*Given data:*
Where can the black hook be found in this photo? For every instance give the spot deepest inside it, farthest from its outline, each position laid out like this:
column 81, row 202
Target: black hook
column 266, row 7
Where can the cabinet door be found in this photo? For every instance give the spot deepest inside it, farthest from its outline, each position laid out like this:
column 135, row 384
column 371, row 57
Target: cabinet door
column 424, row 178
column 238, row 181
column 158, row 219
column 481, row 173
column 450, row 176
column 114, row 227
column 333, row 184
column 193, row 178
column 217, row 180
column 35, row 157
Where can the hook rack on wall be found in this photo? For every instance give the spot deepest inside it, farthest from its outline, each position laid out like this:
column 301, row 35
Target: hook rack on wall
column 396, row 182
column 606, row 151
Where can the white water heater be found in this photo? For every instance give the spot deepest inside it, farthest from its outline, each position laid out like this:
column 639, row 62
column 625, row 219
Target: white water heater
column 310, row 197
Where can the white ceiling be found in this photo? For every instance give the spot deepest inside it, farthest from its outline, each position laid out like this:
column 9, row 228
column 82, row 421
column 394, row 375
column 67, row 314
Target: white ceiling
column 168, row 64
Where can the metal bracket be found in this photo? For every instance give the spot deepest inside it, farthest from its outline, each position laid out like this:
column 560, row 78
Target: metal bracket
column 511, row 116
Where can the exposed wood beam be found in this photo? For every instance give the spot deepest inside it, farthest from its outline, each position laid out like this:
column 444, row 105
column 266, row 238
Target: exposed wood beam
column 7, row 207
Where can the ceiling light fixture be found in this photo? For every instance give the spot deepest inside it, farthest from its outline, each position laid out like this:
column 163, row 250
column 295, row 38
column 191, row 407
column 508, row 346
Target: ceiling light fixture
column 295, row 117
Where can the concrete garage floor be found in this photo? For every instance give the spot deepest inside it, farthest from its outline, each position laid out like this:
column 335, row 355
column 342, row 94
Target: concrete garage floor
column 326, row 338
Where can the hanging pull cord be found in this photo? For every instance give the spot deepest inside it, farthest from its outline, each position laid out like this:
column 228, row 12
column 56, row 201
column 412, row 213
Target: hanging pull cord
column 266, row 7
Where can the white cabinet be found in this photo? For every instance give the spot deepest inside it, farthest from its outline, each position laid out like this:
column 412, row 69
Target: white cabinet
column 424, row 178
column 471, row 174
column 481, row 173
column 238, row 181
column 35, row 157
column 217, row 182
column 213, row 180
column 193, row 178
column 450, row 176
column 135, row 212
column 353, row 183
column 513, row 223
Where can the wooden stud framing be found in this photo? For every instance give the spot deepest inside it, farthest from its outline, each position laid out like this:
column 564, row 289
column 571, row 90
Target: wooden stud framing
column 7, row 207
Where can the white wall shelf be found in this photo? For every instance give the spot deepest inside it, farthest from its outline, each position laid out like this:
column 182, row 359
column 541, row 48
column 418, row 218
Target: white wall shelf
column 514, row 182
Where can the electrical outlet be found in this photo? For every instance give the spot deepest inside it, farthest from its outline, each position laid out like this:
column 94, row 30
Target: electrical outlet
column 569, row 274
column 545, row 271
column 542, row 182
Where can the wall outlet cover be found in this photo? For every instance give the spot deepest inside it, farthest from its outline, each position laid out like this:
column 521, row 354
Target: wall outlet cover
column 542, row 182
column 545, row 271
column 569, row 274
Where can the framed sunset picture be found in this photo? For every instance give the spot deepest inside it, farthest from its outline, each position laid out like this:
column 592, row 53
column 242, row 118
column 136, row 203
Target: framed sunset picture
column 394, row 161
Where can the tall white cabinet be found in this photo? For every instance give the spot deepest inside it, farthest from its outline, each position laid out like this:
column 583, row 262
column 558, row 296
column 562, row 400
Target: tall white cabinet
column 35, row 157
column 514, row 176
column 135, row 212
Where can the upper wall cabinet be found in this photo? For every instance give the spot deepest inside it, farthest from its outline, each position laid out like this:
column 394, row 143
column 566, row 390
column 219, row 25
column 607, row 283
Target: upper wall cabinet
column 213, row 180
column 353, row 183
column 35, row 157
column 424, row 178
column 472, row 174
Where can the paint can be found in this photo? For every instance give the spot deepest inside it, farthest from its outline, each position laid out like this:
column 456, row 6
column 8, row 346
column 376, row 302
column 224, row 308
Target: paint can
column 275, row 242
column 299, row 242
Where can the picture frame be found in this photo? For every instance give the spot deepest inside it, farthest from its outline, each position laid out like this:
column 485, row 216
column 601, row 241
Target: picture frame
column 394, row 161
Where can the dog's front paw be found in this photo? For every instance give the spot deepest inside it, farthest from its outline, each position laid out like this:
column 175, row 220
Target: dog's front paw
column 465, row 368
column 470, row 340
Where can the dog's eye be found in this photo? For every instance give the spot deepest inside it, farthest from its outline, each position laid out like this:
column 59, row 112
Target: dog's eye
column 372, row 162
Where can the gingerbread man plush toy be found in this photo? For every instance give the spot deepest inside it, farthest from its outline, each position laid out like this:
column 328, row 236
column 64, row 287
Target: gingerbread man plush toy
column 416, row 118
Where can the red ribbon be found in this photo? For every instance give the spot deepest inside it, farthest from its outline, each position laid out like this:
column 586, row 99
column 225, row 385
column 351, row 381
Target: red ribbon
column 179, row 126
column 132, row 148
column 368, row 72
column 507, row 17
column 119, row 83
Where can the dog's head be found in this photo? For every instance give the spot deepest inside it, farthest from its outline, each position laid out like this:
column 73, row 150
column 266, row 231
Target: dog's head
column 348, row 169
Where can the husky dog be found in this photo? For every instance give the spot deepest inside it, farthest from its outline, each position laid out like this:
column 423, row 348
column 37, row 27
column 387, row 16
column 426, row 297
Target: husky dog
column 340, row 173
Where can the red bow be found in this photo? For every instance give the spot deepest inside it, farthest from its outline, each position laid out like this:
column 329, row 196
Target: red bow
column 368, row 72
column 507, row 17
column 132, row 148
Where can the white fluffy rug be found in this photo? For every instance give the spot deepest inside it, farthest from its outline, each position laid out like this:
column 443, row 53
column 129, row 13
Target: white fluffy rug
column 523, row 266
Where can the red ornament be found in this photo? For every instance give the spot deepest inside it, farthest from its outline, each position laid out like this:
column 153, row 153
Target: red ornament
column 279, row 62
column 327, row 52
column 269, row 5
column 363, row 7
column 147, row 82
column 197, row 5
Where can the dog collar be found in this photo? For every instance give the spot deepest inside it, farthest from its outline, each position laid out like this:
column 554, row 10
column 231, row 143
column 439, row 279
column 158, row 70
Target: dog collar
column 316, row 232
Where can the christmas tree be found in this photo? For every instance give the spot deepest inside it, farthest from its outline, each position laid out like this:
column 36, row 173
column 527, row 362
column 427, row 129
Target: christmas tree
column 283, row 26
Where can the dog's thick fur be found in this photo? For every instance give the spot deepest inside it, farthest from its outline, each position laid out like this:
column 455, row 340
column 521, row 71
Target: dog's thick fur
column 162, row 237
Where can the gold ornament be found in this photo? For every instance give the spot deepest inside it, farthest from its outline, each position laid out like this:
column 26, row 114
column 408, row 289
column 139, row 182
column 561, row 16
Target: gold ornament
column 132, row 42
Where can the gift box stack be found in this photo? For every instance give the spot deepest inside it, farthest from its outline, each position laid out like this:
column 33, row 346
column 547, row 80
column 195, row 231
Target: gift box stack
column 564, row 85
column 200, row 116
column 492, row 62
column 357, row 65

*Set task:* Switch each "outline" in all the rows above to "boundary" and write the rows out again with nothing else altered.

*Solution to the exercise:*
Where can the black hook be found in this photo? For every instance give the spot deepest inside it, farthest from its boundary, each position laid out like this:
column 81, row 202
Target: black hook
column 266, row 7
Where can the cabinet door be found in this photo? For every instance give the spot deepest inside it, farthest from its boundary, each position laid out like this:
column 135, row 384
column 371, row 57
Target: cabinet door
column 424, row 178
column 238, row 181
column 158, row 219
column 481, row 173
column 450, row 176
column 114, row 227
column 333, row 184
column 193, row 178
column 217, row 180
column 35, row 157
Where can the hook rack on wall be found in this photo? For every instance give the spot deepest inside it, farthest from its boundary, each position laid out like this:
column 301, row 35
Target: hook rack on wall
column 396, row 182
column 606, row 151
Where can the white water heater be found in this photo? For every instance give the spot deepest inside it, farthest from its boundary, each position laid out like this:
column 639, row 62
column 625, row 219
Target: white water heater
column 310, row 197
Where can the white ceiling be found in this photo? For every instance give the spot deepest inside it, farthest from its boundary, each position laid out like this:
column 9, row 228
column 82, row 421
column 394, row 375
column 67, row 314
Target: white ceiling
column 168, row 64
Where can the metal bracket be found in this photo? For every instance give the spot deepest inside it, farthest from its boundary, each position laid out like this:
column 560, row 78
Target: metal bracket
column 511, row 116
Where can the exposed wood beam be found in this photo? For every instance give the spot deepest inside it, farthest from its boundary, each position laid out like this:
column 444, row 105
column 266, row 238
Target: exposed wood beam
column 7, row 207
Where can the ceiling light fixture be found in this photo? For every instance give the spot deepest inside it, farthest from its boundary, each position laid out like this:
column 163, row 250
column 295, row 38
column 191, row 407
column 508, row 346
Target: ceiling light fixture
column 295, row 117
Where can the concrete garage floor be found in this photo? For every instance give the spot deepest inside it, farthest from its boundary, each position laid out like this:
column 335, row 355
column 342, row 94
Target: concrete garage floor
column 326, row 338
Where can the hanging pull cord be found in this photo? For every instance give the spot deepest inside it, farthest from its boundary, each position laid out like this:
column 228, row 12
column 56, row 201
column 412, row 213
Target: hanging pull cord
column 266, row 7
Where can the white cabinet be found in this photo? For every instance give the spot deepest inside it, farthest from its boundary, each position laid out like this:
column 412, row 69
Target: white cabinet
column 424, row 178
column 471, row 174
column 481, row 173
column 238, row 181
column 35, row 157
column 217, row 182
column 213, row 180
column 193, row 178
column 450, row 176
column 135, row 212
column 353, row 183
column 513, row 223
Where can the wooden stud framing be found in this photo? For every instance give the spot deepest inside it, farthest from its boundary, each position laid out like this:
column 564, row 289
column 571, row 90
Target: wooden stud framing
column 7, row 207
Where can the white wall shelf be found in this photo? For every instance give the spot deepest inside it, farthest from its boundary, each position laid out like this:
column 182, row 359
column 541, row 48
column 418, row 218
Target: white wall shelf
column 514, row 182
Where can the electrical outlet be found in this photo? For every instance give the spot deepest inside it, farthest from its boundary, each position laid out like this:
column 94, row 30
Target: electrical outlet
column 569, row 274
column 545, row 271
column 542, row 182
Where can the wall outlet cover be found in this photo? For every instance give the spot deepest inside it, farthest from its boundary, each position laid out like this:
column 521, row 354
Target: wall outlet cover
column 542, row 182
column 545, row 271
column 569, row 274
Where can the framed sunset picture be found in this photo? For every instance give the spot deepest inside it, farthest from its boundary, each position laid out like this:
column 592, row 53
column 242, row 118
column 136, row 203
Target: framed sunset picture
column 394, row 161
Where can the tall white cabinet be found in this photo? For every instance give the spot deepest inside it, farthest from its boundary, each position laid out like this:
column 583, row 262
column 558, row 296
column 562, row 400
Target: tall white cabinet
column 35, row 157
column 514, row 176
column 135, row 212
Where can the upper wall cabinet be found in this photo? For every instance give the spot deepest inside it, farthest from its boundary, each position laid out like this:
column 394, row 143
column 566, row 390
column 219, row 25
column 607, row 283
Target: upper wall cabinet
column 213, row 180
column 353, row 183
column 35, row 157
column 424, row 178
column 472, row 174
Where can the paint can be found in this photo? For every instance give the spot deepest inside it, farthest from its boundary, each position laid out like this:
column 456, row 6
column 8, row 346
column 376, row 302
column 224, row 308
Target: paint can
column 275, row 242
column 299, row 242
Where can the picture frame be found in this photo? For every instance give the spot deepest inside it, farthest from its boundary, each position laid out like this:
column 485, row 216
column 601, row 241
Target: picture frame
column 394, row 161
Where can the dog's front paw be found in this photo? For every instance give the spot deepest inside it, farthest from its boundary, each position laid out like this:
column 175, row 220
Target: dog's front paw
column 465, row 368
column 470, row 340
Where can the dog's eye be found in this photo? For every instance give the spot deepest inside it, farthest from its boundary, each position laid out like this:
column 59, row 112
Target: dog's eye
column 372, row 162
Where can the gingerbread man plush toy be found in this photo? For every instance give the spot deepest inside it, farthest from its boundary, each position laid out like this:
column 328, row 236
column 64, row 287
Target: gingerbread man plush toy
column 416, row 118
Where can the red ribbon be found in this photo? For every instance give the spot deepest inside it, farthest from its boundary, each position laid out like this:
column 586, row 99
column 225, row 385
column 351, row 381
Target: red ribbon
column 179, row 126
column 132, row 148
column 368, row 72
column 507, row 17
column 119, row 83
Where can the dog's head be found in this photo? For every instance give the spot deepest inside it, farthest from its boundary, each position laid out like this:
column 73, row 150
column 266, row 231
Target: dog's head
column 348, row 169
Where can the husky dog be found in this photo? For every instance give the spot deepest inside it, farthest from its boundary, each position laid out like this:
column 423, row 348
column 37, row 27
column 387, row 16
column 426, row 297
Target: husky dog
column 340, row 173
Where can the red bow be found in this photo? For every instance give the spot deepest inside it, farthest from its boundary, each position laid out like this:
column 329, row 196
Target: red bow
column 368, row 72
column 507, row 17
column 132, row 148
Where can the white fluffy rug be found in this photo? For every instance give the spot deepest inside it, farthest from its boundary, each position laid out like this:
column 443, row 53
column 129, row 13
Target: white fluffy rug
column 523, row 266
Where can the red ornament be found in this photo? For every instance give the spot deepest inside it, farthest from its boundary, each position laid out like this:
column 153, row 153
Target: red ornament
column 279, row 62
column 327, row 52
column 269, row 5
column 363, row 7
column 147, row 82
column 197, row 5
Where can the dog collar be found in this photo? For every instance give the spot deepest inside it, farthest from its boundary, each position laid out like this:
column 554, row 10
column 231, row 143
column 439, row 279
column 158, row 70
Target: dog collar
column 316, row 232
Where can the christmas tree be found in this photo? For every instance give the spot deepest inside it, farthest from its boundary, each position laid out like this:
column 36, row 173
column 527, row 362
column 427, row 129
Target: christmas tree
column 283, row 26
Where can the dog's thick fur be found in this photo? For every instance give the spot deepest inside it, farthest from its boundary, each position laid out like this:
column 455, row 340
column 521, row 71
Target: dog's thick fur
column 162, row 237
Where can the gold ornament be found in this photo? For every instance give the spot deepest inside it, farthest from its boundary, each position laid out like this:
column 26, row 114
column 408, row 289
column 139, row 182
column 561, row 16
Target: gold ornament
column 132, row 42
Where can the gift box stack be found in this photo? For every instance give the spot deepest inside it, farthest from its boundary, each position laid out like this:
column 33, row 346
column 547, row 80
column 195, row 231
Target: gift box stack
column 564, row 85
column 200, row 116
column 492, row 62
column 357, row 65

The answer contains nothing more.